» Information given

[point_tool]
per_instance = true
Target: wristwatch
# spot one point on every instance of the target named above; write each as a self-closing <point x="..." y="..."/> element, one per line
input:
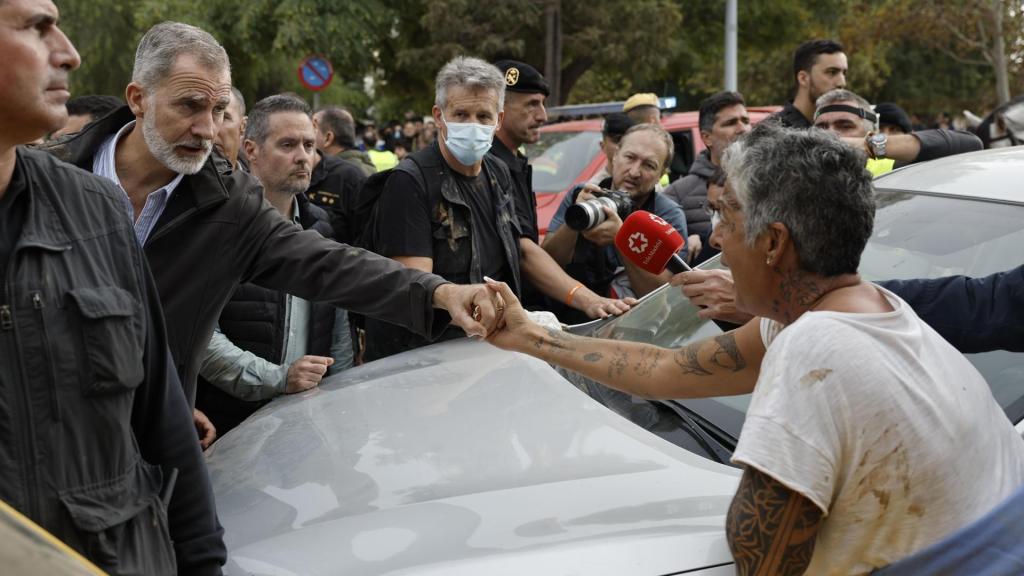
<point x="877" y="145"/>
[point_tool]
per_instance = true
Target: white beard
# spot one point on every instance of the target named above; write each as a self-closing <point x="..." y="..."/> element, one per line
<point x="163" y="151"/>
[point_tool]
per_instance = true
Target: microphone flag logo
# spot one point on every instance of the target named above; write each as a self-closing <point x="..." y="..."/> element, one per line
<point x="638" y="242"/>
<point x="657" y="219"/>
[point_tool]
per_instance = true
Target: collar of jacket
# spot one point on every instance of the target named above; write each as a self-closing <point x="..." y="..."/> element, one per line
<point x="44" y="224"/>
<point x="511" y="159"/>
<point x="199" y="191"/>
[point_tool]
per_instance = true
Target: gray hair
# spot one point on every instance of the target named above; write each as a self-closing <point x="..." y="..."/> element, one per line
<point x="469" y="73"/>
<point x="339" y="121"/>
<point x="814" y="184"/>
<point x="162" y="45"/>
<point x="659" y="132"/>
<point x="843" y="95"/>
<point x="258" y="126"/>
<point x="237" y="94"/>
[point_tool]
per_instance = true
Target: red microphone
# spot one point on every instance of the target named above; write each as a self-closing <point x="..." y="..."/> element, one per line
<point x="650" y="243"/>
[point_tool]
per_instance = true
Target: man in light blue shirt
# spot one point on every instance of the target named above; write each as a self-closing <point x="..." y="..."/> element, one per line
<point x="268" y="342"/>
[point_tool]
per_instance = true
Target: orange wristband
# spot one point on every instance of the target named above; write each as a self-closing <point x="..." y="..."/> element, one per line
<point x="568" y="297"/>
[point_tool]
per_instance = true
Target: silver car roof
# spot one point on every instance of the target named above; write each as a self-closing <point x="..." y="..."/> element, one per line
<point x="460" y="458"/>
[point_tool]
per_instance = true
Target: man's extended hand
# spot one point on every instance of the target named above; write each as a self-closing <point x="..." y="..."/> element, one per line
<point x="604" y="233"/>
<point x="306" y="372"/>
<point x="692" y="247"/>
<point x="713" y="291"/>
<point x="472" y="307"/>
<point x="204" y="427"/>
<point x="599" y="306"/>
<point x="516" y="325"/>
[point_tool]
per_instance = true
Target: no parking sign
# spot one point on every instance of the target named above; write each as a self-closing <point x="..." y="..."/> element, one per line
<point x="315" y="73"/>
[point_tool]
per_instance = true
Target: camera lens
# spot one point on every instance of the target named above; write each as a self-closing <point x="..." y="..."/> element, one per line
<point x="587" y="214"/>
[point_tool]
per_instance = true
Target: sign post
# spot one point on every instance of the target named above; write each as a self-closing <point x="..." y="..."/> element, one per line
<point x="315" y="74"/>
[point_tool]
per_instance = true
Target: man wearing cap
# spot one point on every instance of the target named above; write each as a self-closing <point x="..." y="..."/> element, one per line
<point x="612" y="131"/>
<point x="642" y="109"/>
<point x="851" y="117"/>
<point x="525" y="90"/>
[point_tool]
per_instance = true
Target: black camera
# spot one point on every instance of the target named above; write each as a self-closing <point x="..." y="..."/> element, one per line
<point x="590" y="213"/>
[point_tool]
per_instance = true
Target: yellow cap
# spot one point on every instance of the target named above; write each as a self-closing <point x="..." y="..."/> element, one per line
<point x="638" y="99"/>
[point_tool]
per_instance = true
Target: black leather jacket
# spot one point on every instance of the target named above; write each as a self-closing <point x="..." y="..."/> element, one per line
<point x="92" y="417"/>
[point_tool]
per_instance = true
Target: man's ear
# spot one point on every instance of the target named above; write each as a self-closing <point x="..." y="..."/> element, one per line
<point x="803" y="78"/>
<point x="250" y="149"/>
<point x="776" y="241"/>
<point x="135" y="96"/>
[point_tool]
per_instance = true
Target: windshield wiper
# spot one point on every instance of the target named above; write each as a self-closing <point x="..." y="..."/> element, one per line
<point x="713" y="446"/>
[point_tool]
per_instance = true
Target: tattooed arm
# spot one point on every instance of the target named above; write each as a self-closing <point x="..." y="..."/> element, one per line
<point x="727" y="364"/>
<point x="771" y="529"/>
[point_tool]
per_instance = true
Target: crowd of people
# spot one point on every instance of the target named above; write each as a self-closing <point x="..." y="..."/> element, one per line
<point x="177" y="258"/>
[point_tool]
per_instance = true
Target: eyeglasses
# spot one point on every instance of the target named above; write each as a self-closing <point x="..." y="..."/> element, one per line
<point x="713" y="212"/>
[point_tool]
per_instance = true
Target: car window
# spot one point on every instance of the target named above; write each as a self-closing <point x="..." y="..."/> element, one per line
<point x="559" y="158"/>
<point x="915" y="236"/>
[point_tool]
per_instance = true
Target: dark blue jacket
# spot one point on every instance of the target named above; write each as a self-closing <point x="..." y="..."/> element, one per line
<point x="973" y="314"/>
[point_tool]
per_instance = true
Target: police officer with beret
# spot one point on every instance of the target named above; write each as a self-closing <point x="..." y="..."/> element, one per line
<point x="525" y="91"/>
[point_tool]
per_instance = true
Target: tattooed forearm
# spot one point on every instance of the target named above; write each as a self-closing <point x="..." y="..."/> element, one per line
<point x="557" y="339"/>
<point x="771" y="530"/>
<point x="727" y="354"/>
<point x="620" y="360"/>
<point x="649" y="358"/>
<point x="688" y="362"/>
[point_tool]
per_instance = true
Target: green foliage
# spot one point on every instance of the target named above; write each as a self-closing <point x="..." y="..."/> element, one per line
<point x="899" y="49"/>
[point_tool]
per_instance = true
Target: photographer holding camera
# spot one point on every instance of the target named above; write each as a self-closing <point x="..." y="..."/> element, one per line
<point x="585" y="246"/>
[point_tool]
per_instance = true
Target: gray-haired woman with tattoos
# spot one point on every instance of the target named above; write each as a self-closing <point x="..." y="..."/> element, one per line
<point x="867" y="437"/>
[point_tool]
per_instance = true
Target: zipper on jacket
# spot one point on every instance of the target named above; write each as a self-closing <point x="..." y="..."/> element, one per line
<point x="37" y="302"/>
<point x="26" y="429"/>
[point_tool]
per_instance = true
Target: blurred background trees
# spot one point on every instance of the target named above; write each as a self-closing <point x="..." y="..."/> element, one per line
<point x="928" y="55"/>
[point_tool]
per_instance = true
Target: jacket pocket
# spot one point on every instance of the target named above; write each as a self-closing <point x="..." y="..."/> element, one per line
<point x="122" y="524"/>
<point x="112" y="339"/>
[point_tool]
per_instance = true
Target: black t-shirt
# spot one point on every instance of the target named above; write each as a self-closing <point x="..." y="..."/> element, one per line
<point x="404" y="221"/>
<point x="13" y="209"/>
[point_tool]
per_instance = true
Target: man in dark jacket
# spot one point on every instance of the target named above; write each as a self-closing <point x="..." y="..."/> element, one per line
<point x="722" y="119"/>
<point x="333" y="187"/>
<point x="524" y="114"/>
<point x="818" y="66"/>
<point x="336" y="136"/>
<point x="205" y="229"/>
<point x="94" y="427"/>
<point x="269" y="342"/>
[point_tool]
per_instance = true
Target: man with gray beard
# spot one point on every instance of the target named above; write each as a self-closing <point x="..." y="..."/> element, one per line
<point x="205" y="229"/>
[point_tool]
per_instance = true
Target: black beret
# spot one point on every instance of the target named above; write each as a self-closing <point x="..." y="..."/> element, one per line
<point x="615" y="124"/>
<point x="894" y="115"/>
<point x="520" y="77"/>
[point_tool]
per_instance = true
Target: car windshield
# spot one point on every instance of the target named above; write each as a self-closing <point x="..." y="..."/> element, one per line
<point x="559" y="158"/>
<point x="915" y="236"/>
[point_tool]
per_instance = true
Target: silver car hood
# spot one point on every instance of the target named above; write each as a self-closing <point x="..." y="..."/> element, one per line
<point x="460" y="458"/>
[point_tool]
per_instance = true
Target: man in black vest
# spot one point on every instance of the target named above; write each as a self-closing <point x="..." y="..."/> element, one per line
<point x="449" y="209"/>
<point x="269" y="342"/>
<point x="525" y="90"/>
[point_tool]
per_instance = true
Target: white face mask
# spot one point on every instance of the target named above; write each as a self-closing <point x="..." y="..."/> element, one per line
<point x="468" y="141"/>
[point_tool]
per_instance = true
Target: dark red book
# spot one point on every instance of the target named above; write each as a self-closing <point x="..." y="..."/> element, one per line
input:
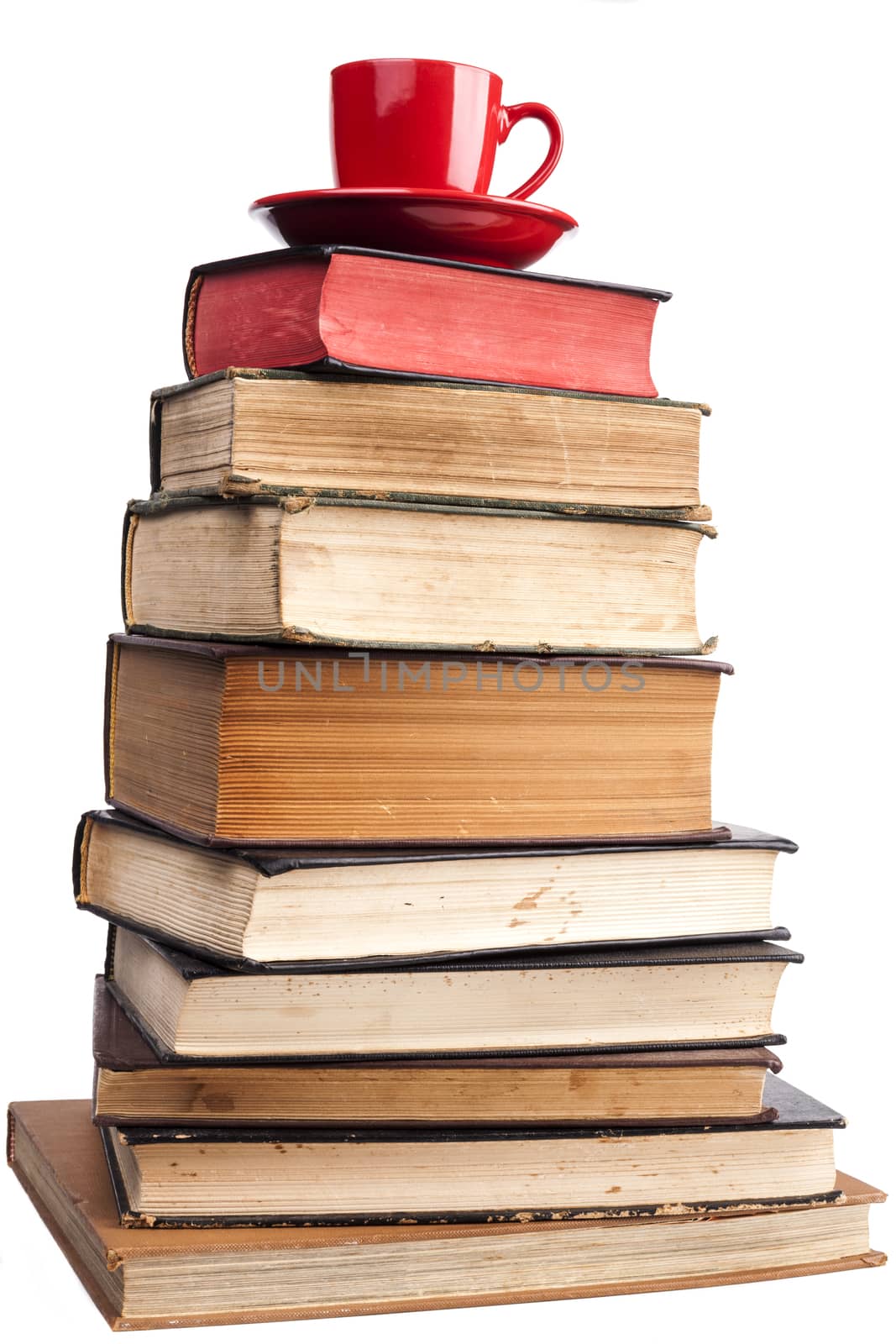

» Stated task
Can you locate every line in the records above that contains the word "tattooed" and copy each one out? Case counts.

» Exercise answer
Target: tattooed arm
Target: tattooed forearm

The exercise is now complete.